TO DO
Locate every line in the records below that contains the word "stem", and copy each one.

(SOURCE INFORMATION Opens)

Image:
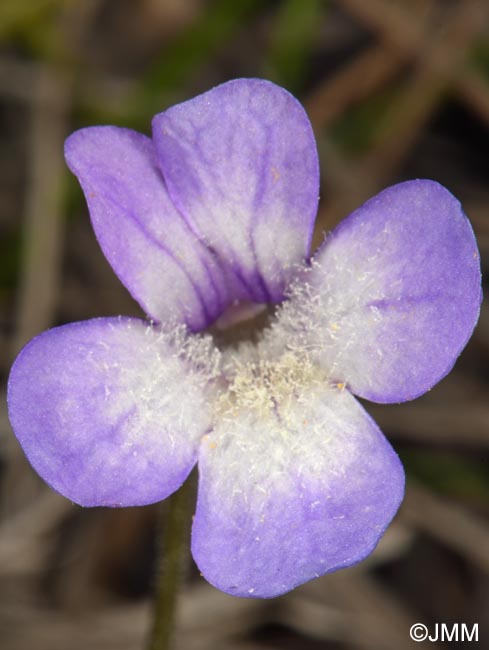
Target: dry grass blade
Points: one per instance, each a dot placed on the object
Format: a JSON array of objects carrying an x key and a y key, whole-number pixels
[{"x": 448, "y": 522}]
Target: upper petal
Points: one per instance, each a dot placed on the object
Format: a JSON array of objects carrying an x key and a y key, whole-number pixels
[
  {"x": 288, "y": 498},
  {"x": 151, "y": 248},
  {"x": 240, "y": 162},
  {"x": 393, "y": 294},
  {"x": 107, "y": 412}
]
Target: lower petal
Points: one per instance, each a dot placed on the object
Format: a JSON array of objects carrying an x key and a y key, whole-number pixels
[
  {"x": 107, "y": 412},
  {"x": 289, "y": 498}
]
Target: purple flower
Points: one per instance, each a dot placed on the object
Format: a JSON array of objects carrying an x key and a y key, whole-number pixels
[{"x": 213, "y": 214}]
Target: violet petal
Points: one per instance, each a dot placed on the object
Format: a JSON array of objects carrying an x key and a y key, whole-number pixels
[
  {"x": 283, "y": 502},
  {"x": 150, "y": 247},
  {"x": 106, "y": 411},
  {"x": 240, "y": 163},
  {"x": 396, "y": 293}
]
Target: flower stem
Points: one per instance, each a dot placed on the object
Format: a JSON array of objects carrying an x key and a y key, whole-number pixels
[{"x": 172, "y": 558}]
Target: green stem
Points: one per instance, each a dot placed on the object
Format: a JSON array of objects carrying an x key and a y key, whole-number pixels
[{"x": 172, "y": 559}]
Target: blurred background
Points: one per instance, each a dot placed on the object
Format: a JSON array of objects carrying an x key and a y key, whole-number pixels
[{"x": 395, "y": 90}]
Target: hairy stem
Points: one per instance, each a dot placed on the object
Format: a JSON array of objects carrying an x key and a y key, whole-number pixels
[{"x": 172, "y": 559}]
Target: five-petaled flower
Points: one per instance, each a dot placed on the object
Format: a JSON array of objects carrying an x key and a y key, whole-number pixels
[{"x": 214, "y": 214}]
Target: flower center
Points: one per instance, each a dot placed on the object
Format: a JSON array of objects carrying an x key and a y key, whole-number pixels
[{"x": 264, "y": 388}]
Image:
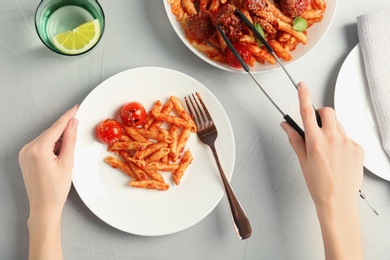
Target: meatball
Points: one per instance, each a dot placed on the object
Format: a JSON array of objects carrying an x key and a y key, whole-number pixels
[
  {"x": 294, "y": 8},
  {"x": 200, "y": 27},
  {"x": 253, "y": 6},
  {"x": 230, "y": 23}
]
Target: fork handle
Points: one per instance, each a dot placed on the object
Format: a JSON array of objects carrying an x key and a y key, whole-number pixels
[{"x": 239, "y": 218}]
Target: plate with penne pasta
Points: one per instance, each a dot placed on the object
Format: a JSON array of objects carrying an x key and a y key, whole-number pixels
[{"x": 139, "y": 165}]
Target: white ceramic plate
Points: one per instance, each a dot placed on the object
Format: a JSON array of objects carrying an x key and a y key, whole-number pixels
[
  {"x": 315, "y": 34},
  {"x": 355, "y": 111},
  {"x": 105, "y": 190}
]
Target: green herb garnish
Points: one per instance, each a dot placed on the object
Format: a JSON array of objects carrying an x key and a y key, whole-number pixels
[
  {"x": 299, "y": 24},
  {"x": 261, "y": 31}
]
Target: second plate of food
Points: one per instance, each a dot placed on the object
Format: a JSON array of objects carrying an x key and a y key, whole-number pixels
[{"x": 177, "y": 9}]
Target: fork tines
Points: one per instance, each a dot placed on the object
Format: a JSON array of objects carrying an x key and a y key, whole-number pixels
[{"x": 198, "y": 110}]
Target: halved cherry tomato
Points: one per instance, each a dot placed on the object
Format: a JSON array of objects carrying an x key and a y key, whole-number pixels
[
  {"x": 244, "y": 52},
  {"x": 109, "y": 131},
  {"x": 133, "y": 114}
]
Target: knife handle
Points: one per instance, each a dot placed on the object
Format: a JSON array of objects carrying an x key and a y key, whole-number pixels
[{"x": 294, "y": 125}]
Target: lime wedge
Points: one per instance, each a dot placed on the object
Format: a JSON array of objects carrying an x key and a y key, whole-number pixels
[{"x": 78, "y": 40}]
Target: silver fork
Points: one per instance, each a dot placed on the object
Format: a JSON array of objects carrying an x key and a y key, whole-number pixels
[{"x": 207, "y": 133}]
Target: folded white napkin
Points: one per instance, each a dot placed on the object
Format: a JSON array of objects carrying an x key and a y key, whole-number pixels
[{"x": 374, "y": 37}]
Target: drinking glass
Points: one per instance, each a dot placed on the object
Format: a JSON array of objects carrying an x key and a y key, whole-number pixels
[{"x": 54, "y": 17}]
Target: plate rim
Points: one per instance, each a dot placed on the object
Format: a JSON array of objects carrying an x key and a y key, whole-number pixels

(SOURCE INFORMATION Closes)
(SOURCE INFORMATION Opens)

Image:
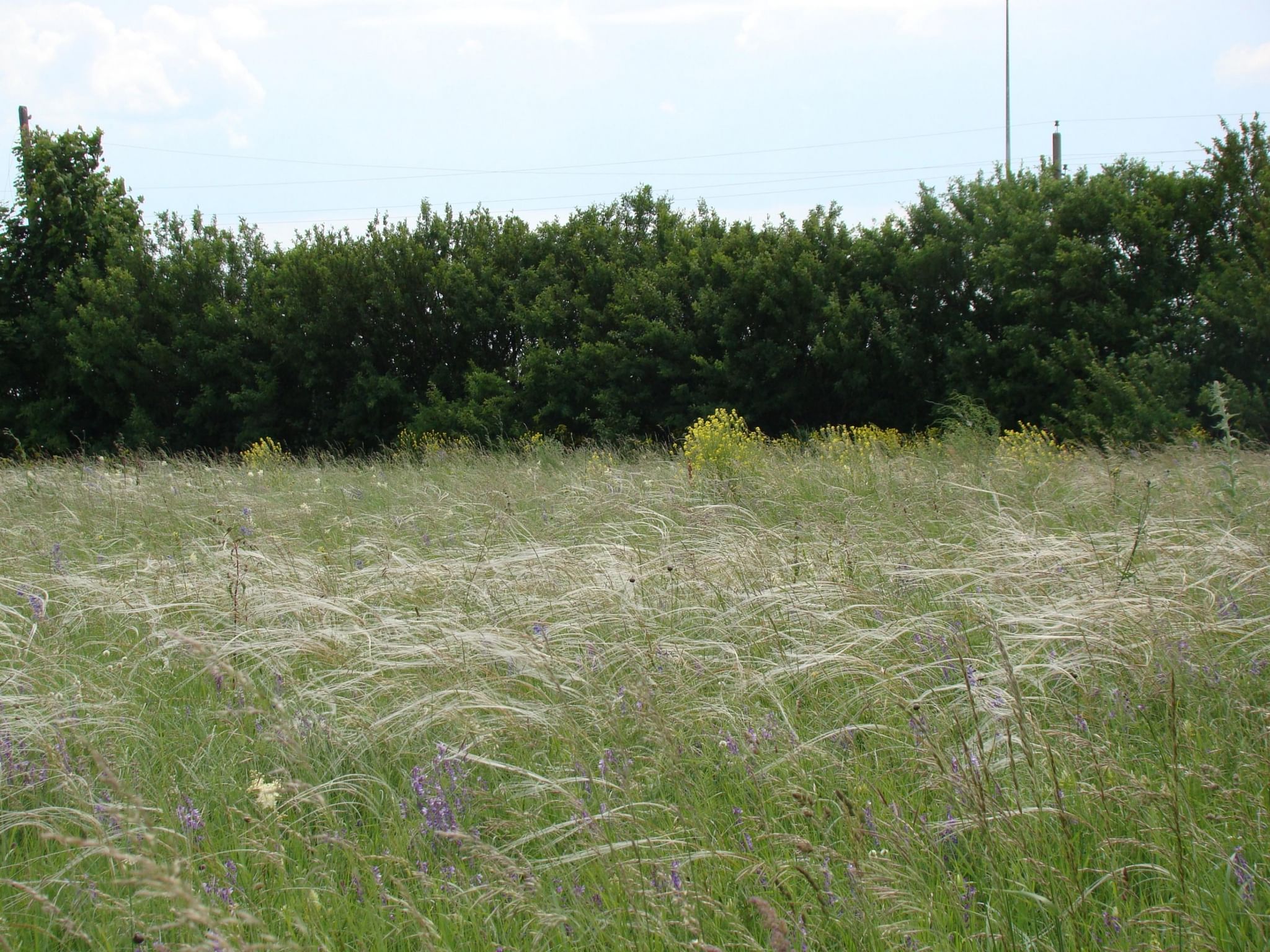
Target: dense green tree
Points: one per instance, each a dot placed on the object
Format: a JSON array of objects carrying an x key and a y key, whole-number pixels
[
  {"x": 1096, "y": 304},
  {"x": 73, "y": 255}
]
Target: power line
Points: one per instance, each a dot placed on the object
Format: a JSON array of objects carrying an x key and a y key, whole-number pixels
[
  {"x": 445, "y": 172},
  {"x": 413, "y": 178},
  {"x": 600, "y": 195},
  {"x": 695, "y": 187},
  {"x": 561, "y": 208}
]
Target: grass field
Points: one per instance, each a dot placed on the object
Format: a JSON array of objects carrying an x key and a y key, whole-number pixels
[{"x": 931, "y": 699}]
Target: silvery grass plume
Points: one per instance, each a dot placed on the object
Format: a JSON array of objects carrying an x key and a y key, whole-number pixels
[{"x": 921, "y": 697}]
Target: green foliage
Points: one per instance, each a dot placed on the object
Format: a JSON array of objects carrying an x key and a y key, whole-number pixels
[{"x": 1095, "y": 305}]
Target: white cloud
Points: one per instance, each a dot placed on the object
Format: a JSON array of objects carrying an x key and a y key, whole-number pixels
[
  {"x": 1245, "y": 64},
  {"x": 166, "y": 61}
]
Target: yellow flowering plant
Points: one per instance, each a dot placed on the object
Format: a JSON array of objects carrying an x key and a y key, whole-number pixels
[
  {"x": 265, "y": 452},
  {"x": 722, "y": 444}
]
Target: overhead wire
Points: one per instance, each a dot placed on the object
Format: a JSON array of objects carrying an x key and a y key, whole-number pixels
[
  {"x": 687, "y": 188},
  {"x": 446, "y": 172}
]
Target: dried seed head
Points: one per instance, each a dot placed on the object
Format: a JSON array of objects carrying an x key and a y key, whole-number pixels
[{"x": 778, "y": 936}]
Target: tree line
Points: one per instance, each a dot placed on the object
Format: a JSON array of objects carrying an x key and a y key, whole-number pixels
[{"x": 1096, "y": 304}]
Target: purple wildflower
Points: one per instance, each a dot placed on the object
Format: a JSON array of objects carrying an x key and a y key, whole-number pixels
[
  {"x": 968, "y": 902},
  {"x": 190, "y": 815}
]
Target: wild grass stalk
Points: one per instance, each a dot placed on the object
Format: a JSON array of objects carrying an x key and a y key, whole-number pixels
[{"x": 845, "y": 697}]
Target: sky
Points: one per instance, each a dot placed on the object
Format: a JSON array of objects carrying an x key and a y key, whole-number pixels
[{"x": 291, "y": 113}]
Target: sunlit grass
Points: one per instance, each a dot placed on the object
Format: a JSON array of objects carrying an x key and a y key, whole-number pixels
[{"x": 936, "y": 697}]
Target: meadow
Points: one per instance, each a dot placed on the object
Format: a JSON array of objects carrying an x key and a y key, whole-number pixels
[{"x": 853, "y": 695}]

(SOURCE INFORMATION Closes)
(SOURCE INFORMATION Opens)

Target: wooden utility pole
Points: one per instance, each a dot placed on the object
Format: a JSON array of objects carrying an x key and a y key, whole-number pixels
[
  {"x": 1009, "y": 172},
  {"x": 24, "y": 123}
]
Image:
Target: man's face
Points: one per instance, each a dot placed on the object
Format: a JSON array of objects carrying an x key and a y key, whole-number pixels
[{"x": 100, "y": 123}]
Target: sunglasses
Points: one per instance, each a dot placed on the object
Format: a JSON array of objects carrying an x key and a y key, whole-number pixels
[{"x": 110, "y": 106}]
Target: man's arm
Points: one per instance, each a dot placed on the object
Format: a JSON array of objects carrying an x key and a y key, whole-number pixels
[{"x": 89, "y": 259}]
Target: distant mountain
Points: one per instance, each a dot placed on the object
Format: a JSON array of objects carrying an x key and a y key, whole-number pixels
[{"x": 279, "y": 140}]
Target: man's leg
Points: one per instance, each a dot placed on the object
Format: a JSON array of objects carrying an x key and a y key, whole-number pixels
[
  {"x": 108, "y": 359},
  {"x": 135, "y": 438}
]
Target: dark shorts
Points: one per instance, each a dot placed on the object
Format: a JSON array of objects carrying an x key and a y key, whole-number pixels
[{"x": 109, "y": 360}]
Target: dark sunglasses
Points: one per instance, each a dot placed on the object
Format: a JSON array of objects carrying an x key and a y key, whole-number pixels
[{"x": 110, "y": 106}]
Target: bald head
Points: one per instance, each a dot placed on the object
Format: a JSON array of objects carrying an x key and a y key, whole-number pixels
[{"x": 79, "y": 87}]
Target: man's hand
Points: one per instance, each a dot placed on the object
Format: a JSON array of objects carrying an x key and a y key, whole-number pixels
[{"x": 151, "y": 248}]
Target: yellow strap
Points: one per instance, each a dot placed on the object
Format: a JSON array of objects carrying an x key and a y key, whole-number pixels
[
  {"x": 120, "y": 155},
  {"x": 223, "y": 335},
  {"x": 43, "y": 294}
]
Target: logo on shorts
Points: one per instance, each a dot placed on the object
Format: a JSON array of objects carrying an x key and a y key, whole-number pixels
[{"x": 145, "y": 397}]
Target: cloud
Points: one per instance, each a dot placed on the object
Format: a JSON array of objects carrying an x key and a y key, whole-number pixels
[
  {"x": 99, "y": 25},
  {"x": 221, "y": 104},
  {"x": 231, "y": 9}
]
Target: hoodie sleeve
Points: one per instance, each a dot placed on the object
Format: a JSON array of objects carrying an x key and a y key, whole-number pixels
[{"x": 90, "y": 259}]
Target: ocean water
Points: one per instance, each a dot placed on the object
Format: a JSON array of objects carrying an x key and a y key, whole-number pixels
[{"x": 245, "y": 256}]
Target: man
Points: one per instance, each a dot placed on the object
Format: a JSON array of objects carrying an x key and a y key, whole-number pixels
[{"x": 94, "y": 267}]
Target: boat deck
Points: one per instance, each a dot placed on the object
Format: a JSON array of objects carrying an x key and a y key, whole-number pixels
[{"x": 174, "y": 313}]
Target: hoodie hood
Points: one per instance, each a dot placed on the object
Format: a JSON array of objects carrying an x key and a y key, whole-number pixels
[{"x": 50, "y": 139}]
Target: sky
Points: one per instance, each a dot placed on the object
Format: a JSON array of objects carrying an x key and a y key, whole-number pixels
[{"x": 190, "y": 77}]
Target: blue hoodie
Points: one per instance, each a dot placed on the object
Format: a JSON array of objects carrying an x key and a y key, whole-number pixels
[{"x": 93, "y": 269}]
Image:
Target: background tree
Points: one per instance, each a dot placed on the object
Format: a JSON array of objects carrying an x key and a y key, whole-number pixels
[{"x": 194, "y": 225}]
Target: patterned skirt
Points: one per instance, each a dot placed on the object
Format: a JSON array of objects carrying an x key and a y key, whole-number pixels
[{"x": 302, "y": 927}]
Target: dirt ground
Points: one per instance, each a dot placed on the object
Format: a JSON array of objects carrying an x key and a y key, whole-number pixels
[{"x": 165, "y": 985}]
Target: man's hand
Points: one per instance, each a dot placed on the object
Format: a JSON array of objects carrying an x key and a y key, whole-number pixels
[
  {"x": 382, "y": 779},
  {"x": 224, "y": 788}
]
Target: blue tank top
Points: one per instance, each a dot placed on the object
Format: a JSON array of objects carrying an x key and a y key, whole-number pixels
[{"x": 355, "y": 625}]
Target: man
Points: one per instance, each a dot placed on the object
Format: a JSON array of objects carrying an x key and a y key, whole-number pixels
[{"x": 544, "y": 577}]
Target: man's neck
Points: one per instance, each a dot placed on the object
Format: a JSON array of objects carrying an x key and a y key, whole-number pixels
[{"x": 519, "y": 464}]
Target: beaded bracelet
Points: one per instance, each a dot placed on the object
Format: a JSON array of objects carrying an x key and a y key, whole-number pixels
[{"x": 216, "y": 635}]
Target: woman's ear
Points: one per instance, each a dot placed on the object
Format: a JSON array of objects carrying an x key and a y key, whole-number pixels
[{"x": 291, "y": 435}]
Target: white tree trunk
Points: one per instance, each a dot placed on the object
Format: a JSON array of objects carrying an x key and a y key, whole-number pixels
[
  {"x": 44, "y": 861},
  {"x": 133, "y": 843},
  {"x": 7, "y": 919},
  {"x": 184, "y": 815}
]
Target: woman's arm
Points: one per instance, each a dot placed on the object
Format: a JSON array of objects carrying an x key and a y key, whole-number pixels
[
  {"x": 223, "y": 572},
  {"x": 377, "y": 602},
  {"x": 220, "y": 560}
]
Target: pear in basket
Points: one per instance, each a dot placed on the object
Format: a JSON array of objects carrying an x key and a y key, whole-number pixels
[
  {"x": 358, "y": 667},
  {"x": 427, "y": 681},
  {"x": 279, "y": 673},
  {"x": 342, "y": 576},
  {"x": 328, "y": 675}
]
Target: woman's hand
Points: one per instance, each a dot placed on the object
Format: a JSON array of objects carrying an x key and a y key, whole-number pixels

(SOURCE INFORMATION Closes)

FINISHED TASK
Target: flower stem
Target: green stem
Target: hairy stem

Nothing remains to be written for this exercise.